Records from a point-labeling set
________________

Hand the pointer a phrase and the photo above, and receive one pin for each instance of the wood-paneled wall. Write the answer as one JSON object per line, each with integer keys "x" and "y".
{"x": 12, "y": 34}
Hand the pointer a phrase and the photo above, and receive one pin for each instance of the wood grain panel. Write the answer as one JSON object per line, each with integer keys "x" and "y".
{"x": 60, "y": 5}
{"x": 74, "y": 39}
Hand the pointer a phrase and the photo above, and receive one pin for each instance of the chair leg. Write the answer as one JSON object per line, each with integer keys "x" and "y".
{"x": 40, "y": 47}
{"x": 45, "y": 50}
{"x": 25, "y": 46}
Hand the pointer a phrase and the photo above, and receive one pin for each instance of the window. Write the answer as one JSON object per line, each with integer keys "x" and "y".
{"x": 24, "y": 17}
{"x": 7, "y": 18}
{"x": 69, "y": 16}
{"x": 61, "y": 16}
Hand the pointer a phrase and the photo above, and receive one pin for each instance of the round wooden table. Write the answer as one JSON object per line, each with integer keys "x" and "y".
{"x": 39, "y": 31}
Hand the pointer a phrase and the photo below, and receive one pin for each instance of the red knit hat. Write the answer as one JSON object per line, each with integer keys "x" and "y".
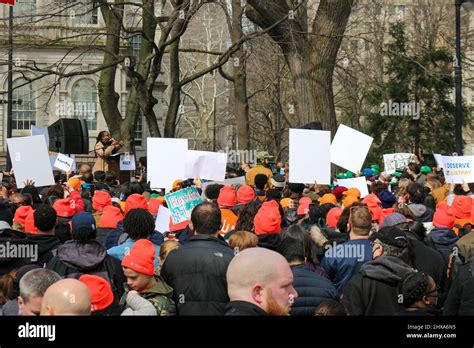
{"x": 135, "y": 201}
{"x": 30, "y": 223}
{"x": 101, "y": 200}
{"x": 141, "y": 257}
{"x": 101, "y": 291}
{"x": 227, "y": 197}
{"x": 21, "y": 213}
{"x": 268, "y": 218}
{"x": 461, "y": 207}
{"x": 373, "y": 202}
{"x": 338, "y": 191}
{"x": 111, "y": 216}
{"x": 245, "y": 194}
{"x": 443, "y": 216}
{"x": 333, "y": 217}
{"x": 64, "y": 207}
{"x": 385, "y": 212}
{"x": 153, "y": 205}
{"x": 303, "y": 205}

________________

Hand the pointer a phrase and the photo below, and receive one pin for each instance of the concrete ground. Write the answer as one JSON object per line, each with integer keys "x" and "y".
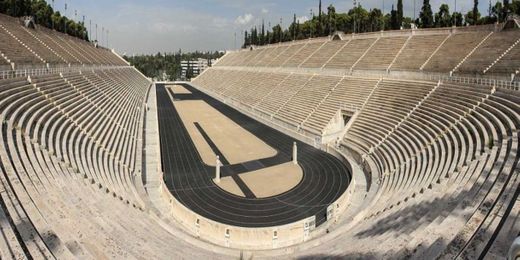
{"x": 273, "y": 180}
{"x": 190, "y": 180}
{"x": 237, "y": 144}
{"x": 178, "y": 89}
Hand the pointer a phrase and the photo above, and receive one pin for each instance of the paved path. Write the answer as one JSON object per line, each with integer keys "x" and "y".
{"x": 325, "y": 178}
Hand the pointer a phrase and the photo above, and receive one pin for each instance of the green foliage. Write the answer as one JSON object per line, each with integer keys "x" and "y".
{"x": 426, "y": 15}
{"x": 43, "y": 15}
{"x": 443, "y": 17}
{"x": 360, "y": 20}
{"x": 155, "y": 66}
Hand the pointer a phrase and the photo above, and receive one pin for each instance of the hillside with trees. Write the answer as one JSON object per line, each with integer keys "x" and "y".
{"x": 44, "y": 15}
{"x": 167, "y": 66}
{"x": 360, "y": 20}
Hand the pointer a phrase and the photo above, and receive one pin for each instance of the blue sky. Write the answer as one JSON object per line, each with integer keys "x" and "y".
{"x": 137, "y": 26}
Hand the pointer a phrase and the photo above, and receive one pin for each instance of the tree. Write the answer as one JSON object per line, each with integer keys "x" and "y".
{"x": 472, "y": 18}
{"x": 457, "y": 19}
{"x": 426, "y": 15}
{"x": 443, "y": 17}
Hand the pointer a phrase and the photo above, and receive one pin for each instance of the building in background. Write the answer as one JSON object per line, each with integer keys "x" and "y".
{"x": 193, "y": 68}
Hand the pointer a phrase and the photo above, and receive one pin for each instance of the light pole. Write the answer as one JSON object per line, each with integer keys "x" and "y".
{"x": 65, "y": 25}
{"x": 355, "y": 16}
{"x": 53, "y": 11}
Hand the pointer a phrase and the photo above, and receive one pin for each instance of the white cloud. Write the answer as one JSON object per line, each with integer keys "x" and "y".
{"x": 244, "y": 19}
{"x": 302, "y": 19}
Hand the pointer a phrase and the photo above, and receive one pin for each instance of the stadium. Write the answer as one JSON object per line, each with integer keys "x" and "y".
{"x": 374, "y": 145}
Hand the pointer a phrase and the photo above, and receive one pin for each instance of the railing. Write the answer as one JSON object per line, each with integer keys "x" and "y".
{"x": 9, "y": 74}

________________

## EXERCISE INSTRUCTIONS
Count how many lines of the data above contain the string "below", treating uppercase and lowercase letters as different, and reply with the number alone.

## CORRECT OUTPUT
2